» PROBLEM REQUIREMENTS
Extract every line of the listing below word for word, omitting the pictures from your answer.
⟨
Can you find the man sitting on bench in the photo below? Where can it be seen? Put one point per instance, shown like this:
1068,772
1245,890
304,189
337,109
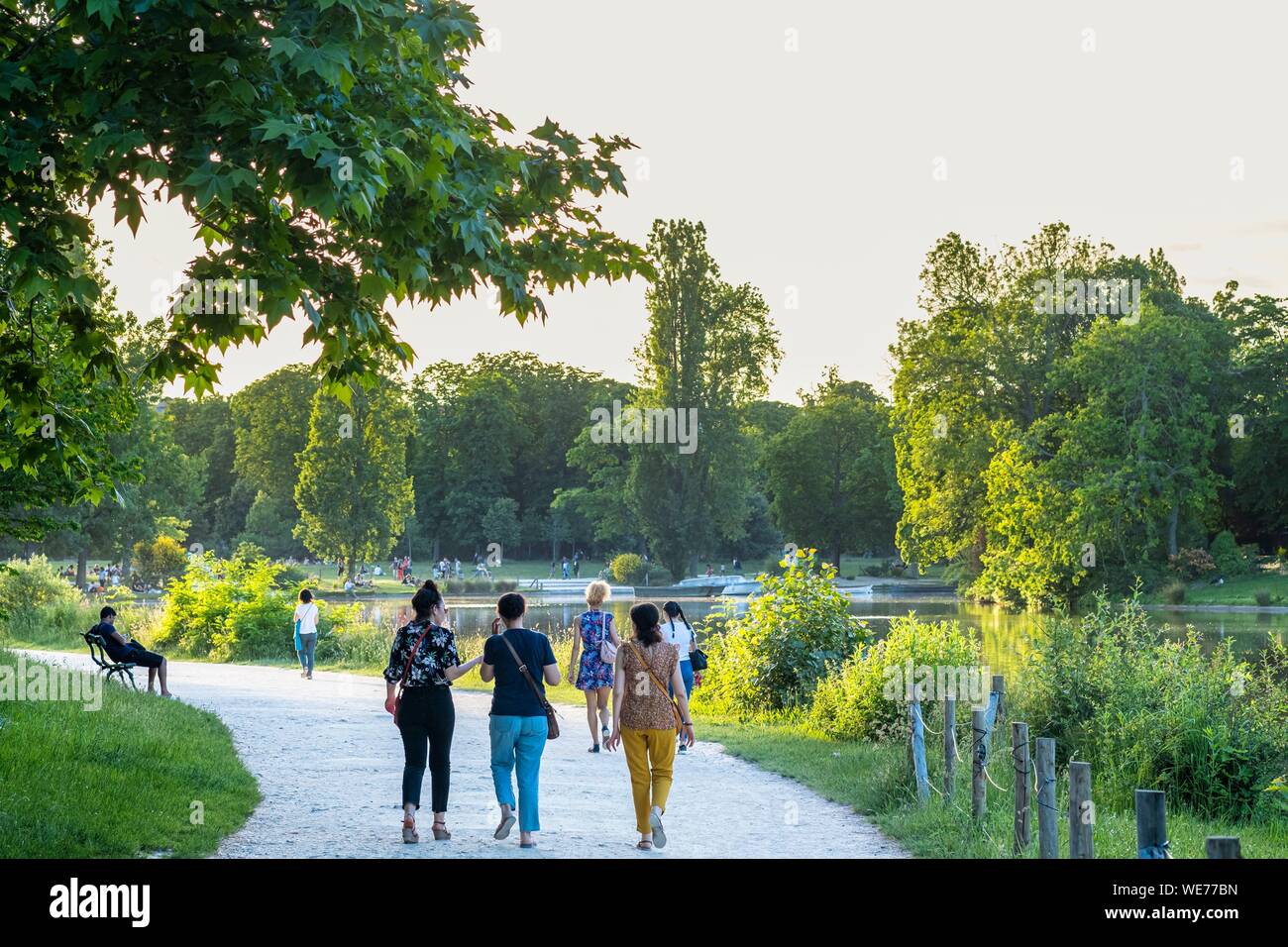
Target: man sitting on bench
132,652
⟩
» FULL RESPONSE
Can you find the man sitting on bench in the photo below? Where can it be seen? Put one point per instance, shown like this:
1068,772
1245,890
304,189
337,109
Target: man sitting on bench
132,652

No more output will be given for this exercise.